**TASK OBJECTIVE:** Copy each line below without leaving any out.

───

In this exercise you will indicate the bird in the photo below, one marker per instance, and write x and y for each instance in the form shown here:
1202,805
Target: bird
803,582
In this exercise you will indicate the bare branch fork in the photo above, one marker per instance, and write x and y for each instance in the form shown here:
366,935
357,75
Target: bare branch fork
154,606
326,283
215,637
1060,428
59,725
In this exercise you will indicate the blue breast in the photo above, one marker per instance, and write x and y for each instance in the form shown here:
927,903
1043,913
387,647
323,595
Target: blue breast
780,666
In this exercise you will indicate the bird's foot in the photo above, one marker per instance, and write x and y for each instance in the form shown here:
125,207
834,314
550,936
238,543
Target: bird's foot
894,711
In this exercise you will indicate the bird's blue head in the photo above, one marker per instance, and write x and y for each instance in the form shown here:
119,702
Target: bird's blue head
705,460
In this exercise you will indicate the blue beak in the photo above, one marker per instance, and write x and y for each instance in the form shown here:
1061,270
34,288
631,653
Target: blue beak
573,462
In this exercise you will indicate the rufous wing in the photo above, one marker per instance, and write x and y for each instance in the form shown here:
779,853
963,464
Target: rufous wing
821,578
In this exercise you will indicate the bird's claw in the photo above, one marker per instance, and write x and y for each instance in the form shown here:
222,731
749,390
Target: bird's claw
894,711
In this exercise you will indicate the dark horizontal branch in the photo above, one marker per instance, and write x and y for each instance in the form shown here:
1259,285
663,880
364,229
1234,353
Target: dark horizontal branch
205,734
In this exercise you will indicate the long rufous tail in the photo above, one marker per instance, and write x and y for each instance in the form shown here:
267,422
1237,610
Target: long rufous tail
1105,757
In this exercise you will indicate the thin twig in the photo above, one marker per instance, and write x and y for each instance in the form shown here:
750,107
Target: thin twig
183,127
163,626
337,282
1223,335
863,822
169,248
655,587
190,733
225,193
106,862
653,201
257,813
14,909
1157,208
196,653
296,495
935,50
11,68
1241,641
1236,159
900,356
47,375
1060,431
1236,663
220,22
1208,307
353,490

───

**SOLUTION FOR THIS EXERCISE:**
In this exercise you will indicate the bird in the photo below, one marker per instance, and write x and y for each instance in the form shown here:
1202,805
Target: bird
803,582
In this exercise you will indicate the bare branch fork in the photo above, one marker per instance, and write x and y for each instance in the form shown here:
366,935
357,75
Target: bare branch fork
154,606
326,283
215,637
1060,428
59,725
In this exercise you will indicate the blue breast in the photo above, one marker per instance, and write x and y for each instance in the form shown here:
927,903
1043,913
387,647
323,595
Target: blue breast
780,666
In this exercise you will indicate the bird's foot in the photo above, one marker per instance, and write x and y for each instance in the form shown here:
125,207
834,314
550,936
238,543
Target: bird's foot
894,711
In this exercise you will indicate the bird's blue head in the photo above, one marker per instance, and write x and y for each instance in the form shown here:
119,702
Target: bird's blue head
705,460
In this exercise you will indicate the blue beak in the photo above, one marker per instance, and write x and y for each instance in the form shown here:
1061,270
34,288
631,653
Target: blue beak
573,462
In this exercise you will indicate the rufous wing in the photo above, one marker per instance, and write x and y for each instance in the form shown here:
779,853
963,464
Target: rufous wing
821,578
In this exercise you will indicate the bird's claw in the photo above, one marker per instance, and write x and y for each instance in the form shown here:
222,731
749,390
Target: bird's claw
894,711
In this exercise you will indicate the dark horizontal branch in the photo above, one marker per instance, and write x and y for each instance in the form shown here:
1259,285
663,880
364,229
1234,353
Target: dark horizontal branch
205,734
In this exercise you will indicate the long rufous tail in the photo above, one marker per instance, and write x and y for each instance in the form shown here:
267,422
1237,610
Target: long rufous tail
1105,757
In this exercise you will indicate the thin twig in the photo above, one marker per instance, and write x and y for each instance in the form shown here:
750,107
Target: thin twig
183,127
163,626
337,282
1223,335
863,822
169,248
655,587
190,733
225,193
106,862
653,201
257,813
14,909
1157,208
196,653
296,495
935,50
11,68
1241,641
1236,159
900,356
47,375
1060,431
1236,663
220,22
1208,307
353,490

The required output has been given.